Aim » Continue the article below that compares Fullmetal Alchemist: Brotherhood with Harry Potter, picking up after its last sentence.

0 Items | £0.00

VIEW BASKET

Fullmetal Alchemist: Brotherhood

Sunday 13th October 2013

Andrew Osmond compares Edward Elric to Harry Potter

Fullmetal Alchemist: Brotherhood


It’s tempting to compare Fullmetal Alchemist: Brotherhood, the final Blu-ray collection of which is out on Monday), with an epic fantasy saga about a certain boy wizard. For starters, both Harry Potter and Alchemist have male heroes but female creators. Alchemist comes from the manga by Hiromu Arakawa, who wrote and drew the nine-year, 27-book manga about two brothers’ journey through an increasingly rich world of steampunk and sorcery.

Moreover, Alchemist and Potter both become world hits in print and screen form, going from small, whimsical-seeming beginnings to massive battle finales. You could also point out that both epics share outrageous oversized panto figures – Harry Potter’s Hagrid, Alchemist’s military man-mountain Alex Armstrong – and they also share outrageously intense, Batman-style backstories about child trauma and demonic evil.

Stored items
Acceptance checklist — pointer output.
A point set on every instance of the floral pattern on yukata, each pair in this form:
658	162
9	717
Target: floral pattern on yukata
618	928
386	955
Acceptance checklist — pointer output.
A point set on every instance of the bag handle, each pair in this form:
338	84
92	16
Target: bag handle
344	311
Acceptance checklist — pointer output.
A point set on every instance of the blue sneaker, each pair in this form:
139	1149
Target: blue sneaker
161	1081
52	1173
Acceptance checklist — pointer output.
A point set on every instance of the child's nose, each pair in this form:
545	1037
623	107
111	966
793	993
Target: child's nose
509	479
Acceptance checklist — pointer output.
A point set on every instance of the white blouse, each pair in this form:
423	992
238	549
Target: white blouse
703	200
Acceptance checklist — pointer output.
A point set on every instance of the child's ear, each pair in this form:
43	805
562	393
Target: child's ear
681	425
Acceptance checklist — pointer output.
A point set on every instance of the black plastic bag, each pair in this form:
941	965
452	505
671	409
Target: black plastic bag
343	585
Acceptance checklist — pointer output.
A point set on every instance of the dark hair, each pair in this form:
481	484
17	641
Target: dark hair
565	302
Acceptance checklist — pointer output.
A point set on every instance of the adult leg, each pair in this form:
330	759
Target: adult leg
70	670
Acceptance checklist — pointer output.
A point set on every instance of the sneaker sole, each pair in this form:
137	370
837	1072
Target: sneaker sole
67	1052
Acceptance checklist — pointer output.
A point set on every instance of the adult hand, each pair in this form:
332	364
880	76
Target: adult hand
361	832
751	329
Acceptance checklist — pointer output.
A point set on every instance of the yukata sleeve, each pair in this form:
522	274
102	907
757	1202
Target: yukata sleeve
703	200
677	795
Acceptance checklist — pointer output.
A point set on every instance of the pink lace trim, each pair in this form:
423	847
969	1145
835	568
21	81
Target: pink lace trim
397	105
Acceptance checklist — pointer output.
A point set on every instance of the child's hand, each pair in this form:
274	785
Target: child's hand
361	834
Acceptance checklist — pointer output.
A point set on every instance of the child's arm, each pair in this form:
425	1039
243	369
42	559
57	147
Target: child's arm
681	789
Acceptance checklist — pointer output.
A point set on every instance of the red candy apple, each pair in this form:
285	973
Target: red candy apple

Answer for the task »
The world of Brotherhood runs on technology and magic. It’s a hazily retro mix of 19th and 20th centuries, with vintage cars and steam trains, and military alchemists resplendent in their navy blue greatcoats. The brothers of the title are Edward and Alphonse Elric. Their tragic backstory has echoes of the old cautionary tale, “The Monkey’s Paw,” about the dangers of defying death. When the brothers were small, their beloved mother – abandoned by her husband sometime earlier – fell ill and died, leaving the boys devastated. Edward, however, was already a prodigy in alchemy, the process of transmuting material from one form to another. With Alphonse, he conducted an utterly forbidden ritual, which was meant to return their mother to life.



Of course, it went hideously wrong. Ed lost a leg to the wild magic, but far worse, his younger brother was consumed by the alchemist’s circle. Aghast, Ed sacrificed an arm in order to save Al’s disembodied soul and bind it to the nearest object available – which happened to be a huge suit of armour.

In this maimed state, the brothers attract the interest of their state’s military, who see their potential as fighters. Al, of course, is practically invulnerable in his new metal body. Ed is given a metal arm and leg by his friend-since-always, Winry, a girl gifted in the art of automail, Alchemist’s equivalent of robotics.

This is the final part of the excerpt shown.